TASK ITEM: Reproduce the records verbatim from their first line through the line containing "positive clicks: (1481, 927)", including both ends. Omit the pictures from your output.

========

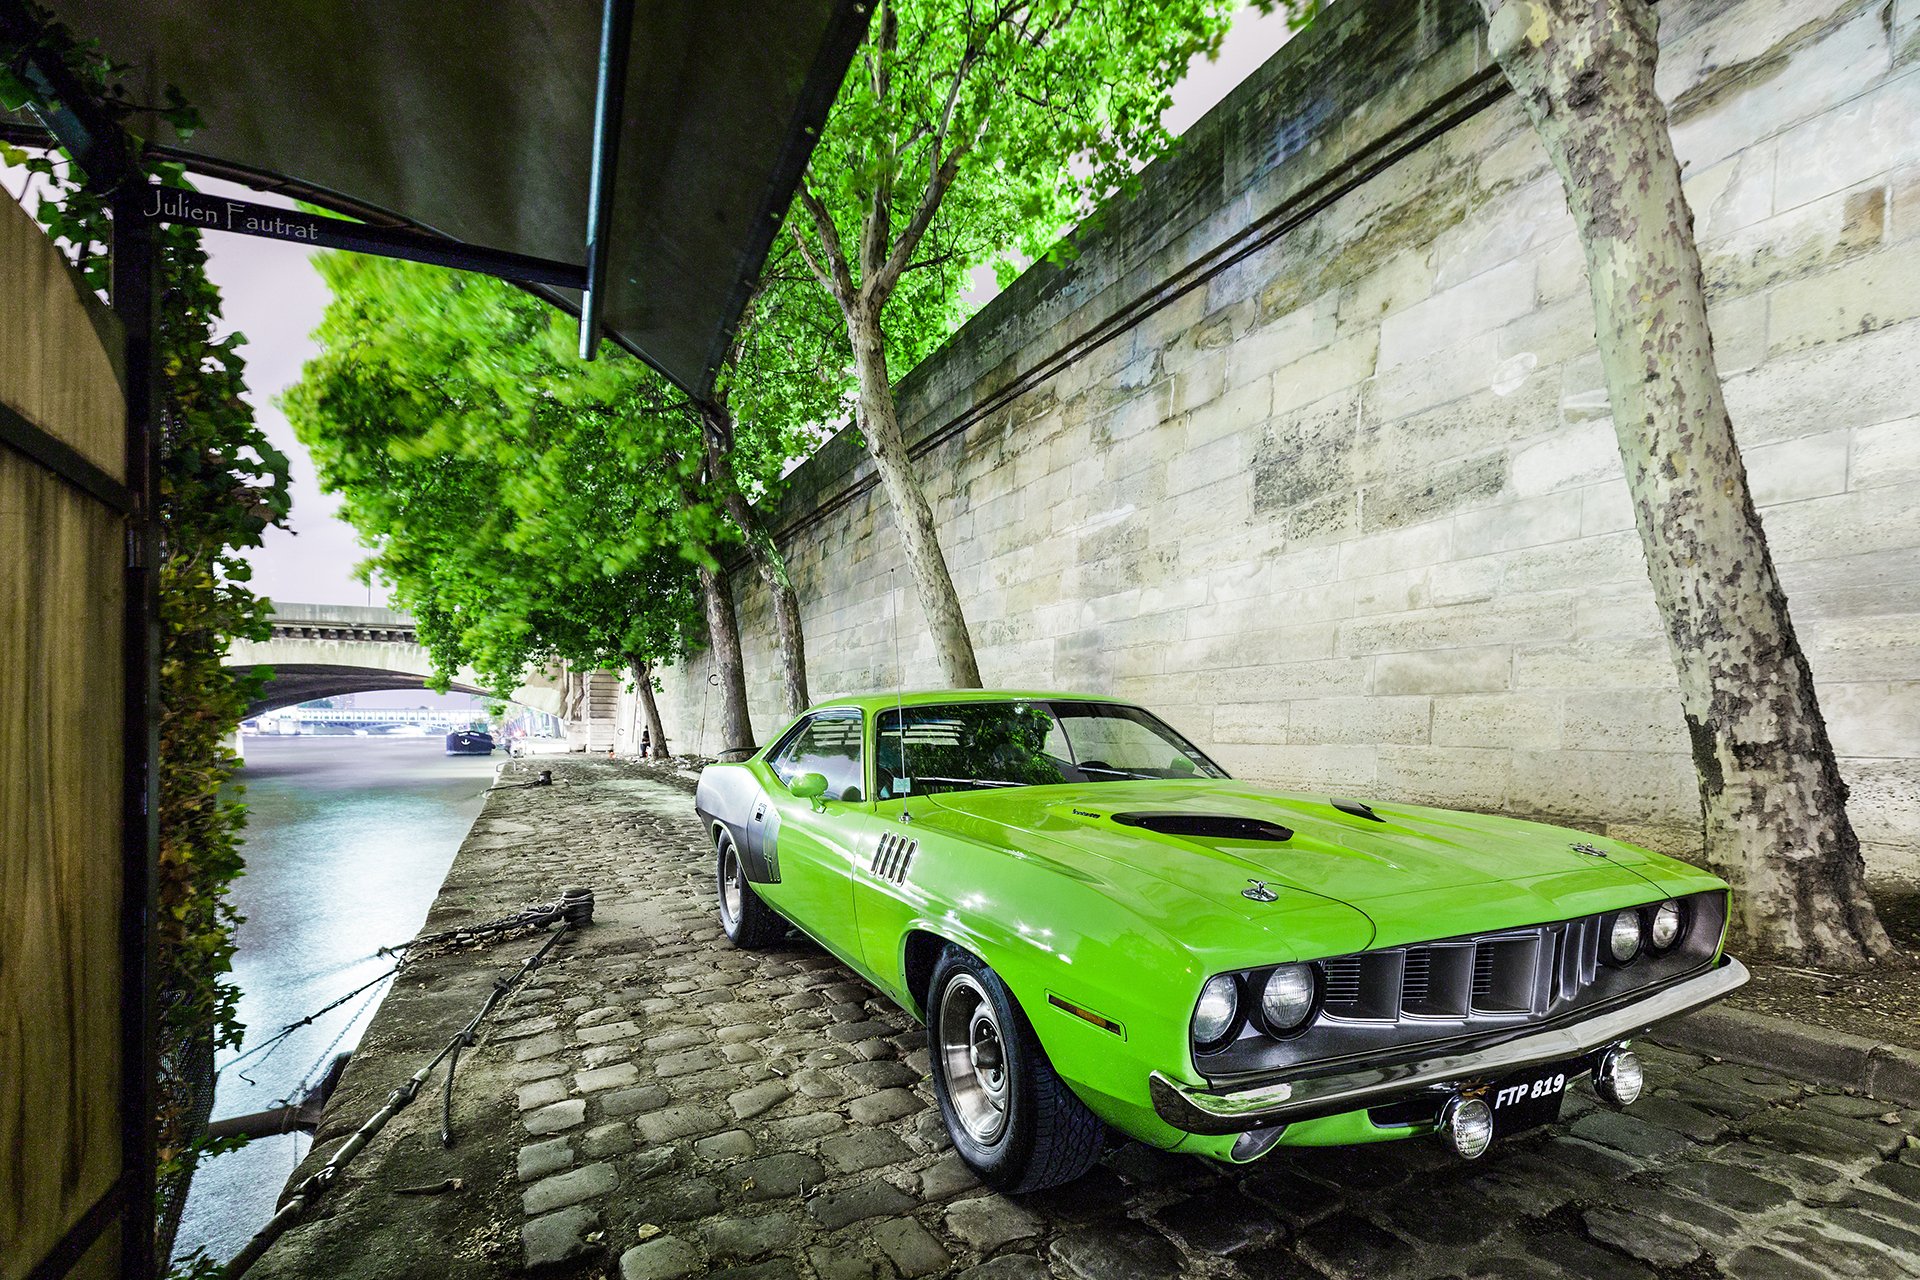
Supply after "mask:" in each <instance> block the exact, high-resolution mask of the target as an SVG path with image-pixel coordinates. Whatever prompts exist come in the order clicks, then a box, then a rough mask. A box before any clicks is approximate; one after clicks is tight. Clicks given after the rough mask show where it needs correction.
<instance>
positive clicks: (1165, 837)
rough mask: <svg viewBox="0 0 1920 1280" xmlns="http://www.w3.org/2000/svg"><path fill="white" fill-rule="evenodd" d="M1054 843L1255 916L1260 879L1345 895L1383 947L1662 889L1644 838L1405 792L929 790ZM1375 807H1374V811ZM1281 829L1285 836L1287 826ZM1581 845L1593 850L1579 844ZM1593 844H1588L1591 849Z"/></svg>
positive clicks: (1481, 927)
mask: <svg viewBox="0 0 1920 1280" xmlns="http://www.w3.org/2000/svg"><path fill="white" fill-rule="evenodd" d="M927 800H929V802H933V804H939V806H941V808H945V810H948V812H954V814H968V816H973V818H979V819H985V821H993V823H996V825H1000V827H1006V829H1010V831H1020V833H1023V835H1027V837H1029V839H1033V841H1044V842H1048V844H1050V846H1066V850H1050V852H1054V856H1060V858H1071V856H1075V854H1077V856H1081V858H1089V856H1092V858H1100V860H1106V862H1112V864H1121V865H1127V867H1133V869H1137V871H1140V873H1144V875H1150V877H1154V879H1160V881H1165V883H1171V885H1177V887H1181V889H1185V890H1188V892H1192V894H1198V896H1204V898H1210V900H1213V902H1227V900H1233V902H1236V904H1238V910H1240V912H1242V913H1246V915H1250V917H1258V915H1260V912H1261V910H1263V908H1265V904H1263V902H1260V900H1250V898H1246V896H1244V894H1242V890H1246V889H1250V887H1252V885H1250V881H1261V883H1263V885H1265V887H1267V889H1269V890H1275V889H1288V890H1296V892H1302V894H1313V896H1319V898H1332V900H1336V902H1344V904H1348V906H1352V908H1356V910H1359V912H1363V913H1365V915H1367V917H1371V919H1373V923H1375V927H1377V931H1379V936H1375V940H1373V944H1375V946H1396V944H1402V942H1409V940H1425V938H1444V936H1455V935H1461V933H1480V931H1490V929H1507V927H1517V925H1528V923H1542V921H1549V919H1569V917H1574V915H1584V913H1590V912H1603V910H1609V908H1617V906H1624V904H1628V902H1640V900H1649V898H1653V896H1659V892H1657V889H1655V885H1653V883H1651V881H1649V879H1647V877H1645V875H1642V873H1640V871H1638V867H1644V865H1645V864H1647V862H1649V860H1653V858H1657V856H1655V854H1647V852H1645V850H1640V848H1634V846H1630V844H1620V842H1619V841H1607V839H1603V837H1590V835H1582V833H1578V831H1567V829H1563V827H1549V825H1544V823H1532V821H1521V819H1513V818H1492V816H1484V814H1463V812H1455V810H1436V808H1423V806H1407V804H1373V806H1354V808H1361V810H1365V812H1361V814H1354V812H1342V810H1340V808H1336V806H1334V802H1332V800H1331V798H1327V796H1304V794H1288V793H1283V791H1269V789H1263V787H1252V785H1246V783H1238V781H1227V779H1164V781H1162V779H1154V781H1137V783H1083V785H1064V787H1020V789H995V791H964V793H945V794H935V796H927ZM1365 814H1373V818H1369V816H1365ZM1140 816H1150V818H1148V821H1150V823H1154V825H1181V823H1177V821H1175V823H1164V821H1156V819H1160V818H1164V816H1181V818H1225V819H1242V821H1250V823H1271V825H1273V827H1281V829H1284V831H1288V833H1290V835H1288V837H1286V839H1233V837H1221V835H1190V833H1169V831H1156V829H1152V827H1142V825H1137V823H1139V821H1140ZM1271 835H1279V833H1277V831H1275V833H1271ZM1576 844H1580V846H1584V848H1574V846H1576ZM1588 850H1592V852H1588Z"/></svg>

========

TASK RESULT:
Supply after "mask:" in each <instance> block the exact, high-resolution mask of the target as an SVG path with image-pixel coordinates. Whatever prompts exist come in the order clicks, then a box, then a rough mask. A box before any clicks is approximate; one after clicks is tight. Clicks given after the rough mask show where it needs correction.
<instance>
positive clicks: (1165, 837)
rough mask: <svg viewBox="0 0 1920 1280" xmlns="http://www.w3.org/2000/svg"><path fill="white" fill-rule="evenodd" d="M1054 843L1255 916L1260 879L1345 895L1383 947L1662 889L1644 838L1405 792L929 790ZM1375 807H1374V811ZM1281 829L1285 836L1287 826ZM1581 845L1593 850L1579 844ZM1593 844H1588L1591 849Z"/></svg>
positive clicks: (1481, 927)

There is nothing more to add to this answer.